Exercise requirements.
Rewrite all of the data below, replacing each occurrence of "dropping" with "placing" and leaving every other character unchanged.

Input records.
************
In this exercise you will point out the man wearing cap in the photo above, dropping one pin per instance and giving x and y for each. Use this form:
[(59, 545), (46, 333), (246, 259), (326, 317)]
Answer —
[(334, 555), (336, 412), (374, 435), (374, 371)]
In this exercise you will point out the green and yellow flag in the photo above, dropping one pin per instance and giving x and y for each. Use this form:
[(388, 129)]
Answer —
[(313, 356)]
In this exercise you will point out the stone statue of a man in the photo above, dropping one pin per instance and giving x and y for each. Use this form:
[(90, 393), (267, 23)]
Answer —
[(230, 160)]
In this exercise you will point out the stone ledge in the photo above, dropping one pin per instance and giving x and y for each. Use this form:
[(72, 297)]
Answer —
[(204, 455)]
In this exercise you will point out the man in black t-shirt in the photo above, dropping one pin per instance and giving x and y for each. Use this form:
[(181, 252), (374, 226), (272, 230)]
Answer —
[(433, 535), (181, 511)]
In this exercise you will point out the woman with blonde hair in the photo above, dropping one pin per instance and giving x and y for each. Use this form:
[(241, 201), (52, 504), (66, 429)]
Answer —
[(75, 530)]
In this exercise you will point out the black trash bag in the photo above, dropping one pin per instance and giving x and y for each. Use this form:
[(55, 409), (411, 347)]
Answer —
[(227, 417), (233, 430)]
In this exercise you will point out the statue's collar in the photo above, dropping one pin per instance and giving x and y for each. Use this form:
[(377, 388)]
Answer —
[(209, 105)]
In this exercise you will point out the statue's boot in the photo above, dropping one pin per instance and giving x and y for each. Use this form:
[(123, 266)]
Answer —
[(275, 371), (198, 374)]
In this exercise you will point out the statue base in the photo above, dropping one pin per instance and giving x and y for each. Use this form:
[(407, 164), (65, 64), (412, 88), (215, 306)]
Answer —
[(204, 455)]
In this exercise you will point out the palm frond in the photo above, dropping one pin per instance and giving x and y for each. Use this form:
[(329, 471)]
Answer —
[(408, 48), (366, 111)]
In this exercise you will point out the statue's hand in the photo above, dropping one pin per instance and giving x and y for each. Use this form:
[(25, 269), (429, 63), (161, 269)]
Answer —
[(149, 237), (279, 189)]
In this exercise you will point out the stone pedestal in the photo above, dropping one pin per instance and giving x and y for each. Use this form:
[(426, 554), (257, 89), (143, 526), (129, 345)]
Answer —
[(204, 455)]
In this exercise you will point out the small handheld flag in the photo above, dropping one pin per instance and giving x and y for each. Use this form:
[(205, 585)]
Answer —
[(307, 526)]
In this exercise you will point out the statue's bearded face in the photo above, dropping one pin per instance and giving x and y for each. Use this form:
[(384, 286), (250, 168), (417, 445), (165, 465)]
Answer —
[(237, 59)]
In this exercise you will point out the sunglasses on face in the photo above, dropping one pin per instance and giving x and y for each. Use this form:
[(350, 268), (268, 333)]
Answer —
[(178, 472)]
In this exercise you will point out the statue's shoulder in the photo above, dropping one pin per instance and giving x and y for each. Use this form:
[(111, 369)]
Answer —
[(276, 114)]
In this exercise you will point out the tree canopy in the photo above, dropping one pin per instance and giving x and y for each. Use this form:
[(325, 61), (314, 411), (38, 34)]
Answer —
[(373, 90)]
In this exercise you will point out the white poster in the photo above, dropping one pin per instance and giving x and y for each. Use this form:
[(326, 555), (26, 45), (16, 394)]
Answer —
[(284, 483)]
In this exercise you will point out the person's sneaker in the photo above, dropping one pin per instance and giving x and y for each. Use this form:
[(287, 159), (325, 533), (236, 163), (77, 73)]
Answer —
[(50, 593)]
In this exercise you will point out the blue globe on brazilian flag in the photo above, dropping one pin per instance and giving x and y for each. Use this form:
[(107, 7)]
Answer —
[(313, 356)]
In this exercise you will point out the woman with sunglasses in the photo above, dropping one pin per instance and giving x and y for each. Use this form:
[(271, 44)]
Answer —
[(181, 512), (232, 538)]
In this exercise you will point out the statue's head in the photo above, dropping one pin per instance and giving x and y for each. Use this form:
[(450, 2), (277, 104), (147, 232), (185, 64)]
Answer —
************
Task result.
In this exercise you will point out the man wearing cap in the photo above, placing one pin per instance and giving x and y for each. Use this form:
[(59, 545), (46, 333), (246, 259), (326, 317)]
Answer —
[(334, 555), (336, 412), (374, 435), (374, 371)]
In this exercise you will point out the green and yellow flag in the photo above, placing one pin per instance and giving x and y for each. Use this form:
[(388, 129)]
Answer —
[(313, 356)]
In this exercise you will point out the stone statue of a man in the photo above, placing one pin per instance and giving x and y for each. Use this form:
[(90, 393), (267, 23)]
Answer —
[(230, 160)]
In this exercise you will point out the stone ledge in the photo above, placing one pin per instance and giving x and y for each. Use this form:
[(72, 297)]
Answer —
[(204, 455)]
In this exercise you will point out the man in black t-shirt in the photo above, placing one pin per instance and giving x and y for each. Use this form:
[(181, 252), (374, 226), (272, 230)]
Answer —
[(433, 535), (181, 511)]
In this exercise you will point out the woman with blonde hair in the photo above, placing one pin per instance and giving x and y for each. Use this form:
[(241, 201), (52, 504), (66, 429)]
Answer —
[(75, 530)]
In this exercise you will point out the black trash bag in the photo above, placing one pin per instance and giving x and y for each. Use this form:
[(55, 409), (411, 347)]
Answer —
[(227, 417), (233, 430)]
In this exercise you will point out the statue's collar in the photo above, placing one pin per instance and giving x and y for each. Use this form:
[(377, 388)]
Answer —
[(209, 105)]
In this exercise you will point out the statue's boot in the photo above, placing one pin per instance and giving x and y for each. Use this form:
[(123, 266)]
Answer —
[(275, 371), (198, 374)]
In this exercise you will point out the statue base in the photo above, placing one pin per instance and giving x and y for each. Use this form:
[(407, 164), (65, 64), (412, 88), (215, 306)]
Answer —
[(204, 455)]
In this exercise you will point out the palm frond in the photo above, placing one pin per instance and giving x and y for each. Use this form:
[(329, 471)]
Answer —
[(408, 48), (366, 111)]
In this exercise you will point out the statue's hand in the photo above, placing one pin per instance and giving x and y for each. Use this form:
[(25, 269), (429, 63), (161, 269)]
Answer —
[(149, 237), (279, 189)]
In this exercise you will point out the stone pedestal in the photo above, placing one pin per instance and giving x and y for each. Use this form:
[(426, 554), (257, 89), (143, 526), (129, 345)]
Answer —
[(204, 455)]
In this exercise you will point out the small handheld flag in the photo above, placing one pin per instance and giving x and y for each. Use this form:
[(205, 585)]
Answer —
[(307, 526)]
In this exercise you will point out the statue's bearded face in the photo above, placing one pin per instance and giving x and y for each. Use this form:
[(384, 286), (250, 168), (417, 445), (165, 465)]
Answer —
[(237, 59)]
In this exercise you will point out the sunglasses on face in the photo above, placing one pin per instance and giving x and y for each. Use this form:
[(350, 268), (268, 333)]
Answer —
[(178, 472)]
In this exercise you will point out the statue's shoulder in the photo above, placing one pin per instance and giving x and y for each. Use this form:
[(111, 369)]
Answer —
[(276, 114)]
In this exercise you will point out the tree canopy in the photo above, placing one pin per instance and giving x and y for each. Use this form:
[(325, 61), (314, 411), (38, 34)]
Answer —
[(373, 90)]
In this exercise you will point out the white poster in the photo above, placing one pin per instance and giving x and y for each. Use this form:
[(326, 555), (26, 45), (16, 394)]
Answer —
[(284, 483)]
In this exercise you will point out the person's sneaker in the photo above, placing one pin per instance and giving x and y for each. Use this form:
[(287, 159), (325, 533), (236, 163), (77, 73)]
Answer —
[(50, 593)]
In this exercise you will point out the blue globe on brazilian flag in the photo above, placing one pin per instance and giving x and y for each. Use this form:
[(107, 7)]
Answer —
[(313, 356)]
In this exercise you will point out the woman with sunglasses in the photo above, placing one pin per instance and giving x and y for each. Use this form:
[(271, 44)]
Answer —
[(181, 512), (232, 538)]
In this exercise you will point out the statue's head in the photo above, placing one pin per instance and giving x and y for each. Use this form:
[(450, 2), (277, 104), (147, 232), (185, 64)]
Answer —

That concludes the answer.